Required work: Rescale the section of the listing that opens with the line containing "Where can the raised" and continues through the end of the listing, both ends included. Reproduce only those lines, requests included. Multiply every point coordinate in the answers by 1.45 and round each to a whole number, with halves rounded up.
-*-
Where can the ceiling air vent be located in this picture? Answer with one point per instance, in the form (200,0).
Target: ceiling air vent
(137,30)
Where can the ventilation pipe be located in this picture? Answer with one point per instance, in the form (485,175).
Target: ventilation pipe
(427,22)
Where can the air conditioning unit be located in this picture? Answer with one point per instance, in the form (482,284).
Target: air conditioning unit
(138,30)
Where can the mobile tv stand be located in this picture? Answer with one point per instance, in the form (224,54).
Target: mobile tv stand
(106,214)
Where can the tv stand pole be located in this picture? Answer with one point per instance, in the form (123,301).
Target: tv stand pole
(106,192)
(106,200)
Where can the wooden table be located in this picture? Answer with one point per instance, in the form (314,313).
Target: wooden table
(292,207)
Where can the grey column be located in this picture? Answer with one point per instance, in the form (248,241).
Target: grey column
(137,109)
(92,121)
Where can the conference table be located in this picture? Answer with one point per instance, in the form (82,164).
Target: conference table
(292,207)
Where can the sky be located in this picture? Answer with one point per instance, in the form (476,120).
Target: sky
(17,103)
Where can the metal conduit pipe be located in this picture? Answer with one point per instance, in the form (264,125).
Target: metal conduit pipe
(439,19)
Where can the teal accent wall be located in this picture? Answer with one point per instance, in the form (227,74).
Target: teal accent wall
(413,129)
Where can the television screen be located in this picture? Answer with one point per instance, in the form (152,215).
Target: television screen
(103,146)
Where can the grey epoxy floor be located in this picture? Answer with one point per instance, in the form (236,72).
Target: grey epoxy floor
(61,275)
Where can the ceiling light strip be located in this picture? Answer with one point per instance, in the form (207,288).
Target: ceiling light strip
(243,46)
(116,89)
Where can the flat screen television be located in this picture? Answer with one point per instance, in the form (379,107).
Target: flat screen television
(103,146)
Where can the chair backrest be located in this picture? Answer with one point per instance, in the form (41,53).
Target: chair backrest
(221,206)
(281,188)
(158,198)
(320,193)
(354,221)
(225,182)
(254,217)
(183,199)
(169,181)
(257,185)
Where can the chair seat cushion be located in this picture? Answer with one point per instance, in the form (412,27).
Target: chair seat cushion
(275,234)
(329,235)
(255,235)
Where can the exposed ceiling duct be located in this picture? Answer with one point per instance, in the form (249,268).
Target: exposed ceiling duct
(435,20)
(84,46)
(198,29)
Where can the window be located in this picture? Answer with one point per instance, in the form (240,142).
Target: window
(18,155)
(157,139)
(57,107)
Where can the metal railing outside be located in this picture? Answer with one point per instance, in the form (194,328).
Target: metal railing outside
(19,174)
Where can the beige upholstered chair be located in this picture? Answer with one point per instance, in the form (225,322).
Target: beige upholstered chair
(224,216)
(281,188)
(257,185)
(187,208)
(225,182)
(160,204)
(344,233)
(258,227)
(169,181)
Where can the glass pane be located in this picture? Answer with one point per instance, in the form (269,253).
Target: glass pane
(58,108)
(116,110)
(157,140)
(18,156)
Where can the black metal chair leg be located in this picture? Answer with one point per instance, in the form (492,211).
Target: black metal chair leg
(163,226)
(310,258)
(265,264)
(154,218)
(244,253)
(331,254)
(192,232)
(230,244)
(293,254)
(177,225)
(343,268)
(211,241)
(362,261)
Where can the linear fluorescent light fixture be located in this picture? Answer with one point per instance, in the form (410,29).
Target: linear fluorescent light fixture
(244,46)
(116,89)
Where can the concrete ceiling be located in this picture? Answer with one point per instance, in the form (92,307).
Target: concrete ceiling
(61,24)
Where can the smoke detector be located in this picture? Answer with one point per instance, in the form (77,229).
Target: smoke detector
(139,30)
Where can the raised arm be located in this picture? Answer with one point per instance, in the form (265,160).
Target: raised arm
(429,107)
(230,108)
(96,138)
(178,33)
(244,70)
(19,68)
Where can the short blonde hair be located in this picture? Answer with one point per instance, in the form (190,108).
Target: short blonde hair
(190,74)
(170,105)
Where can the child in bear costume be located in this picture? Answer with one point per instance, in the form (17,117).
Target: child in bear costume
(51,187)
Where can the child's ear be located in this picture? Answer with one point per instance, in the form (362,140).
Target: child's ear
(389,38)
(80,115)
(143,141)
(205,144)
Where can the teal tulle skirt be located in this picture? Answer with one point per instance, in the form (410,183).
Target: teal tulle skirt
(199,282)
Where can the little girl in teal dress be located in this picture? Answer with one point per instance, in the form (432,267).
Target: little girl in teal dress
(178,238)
-*-
Completed exercise:
Where can the raised arm be located in this picture? Answer with one point per instance, in the form (265,160).
Target: raised arm
(622,155)
(334,157)
(139,200)
(258,48)
(354,102)
(28,99)
Where can the short blonde hair be located in this picture? Answer with one point per instance, in the form (190,108).
Target: short blonde hair
(276,107)
(247,152)
Where can the child in bear costume be located in this picture? Answer with one point per instance, in the form (17,117).
Target: child in bear costume
(74,271)
Where can the child's ear be located in this picture? Answer with one point per instance, in the form (362,140).
Target: child's ear
(564,55)
(116,167)
(207,204)
(297,209)
Where can the teal tulle skirt be located in this picture? Answer with one point per instance, in the form (410,183).
Target: teal tulle skirt
(289,409)
Where can the little girl in teal dress be located in this picture? Answer with one point per instance, in the form (432,267).
Target: little girl in teal dress
(258,345)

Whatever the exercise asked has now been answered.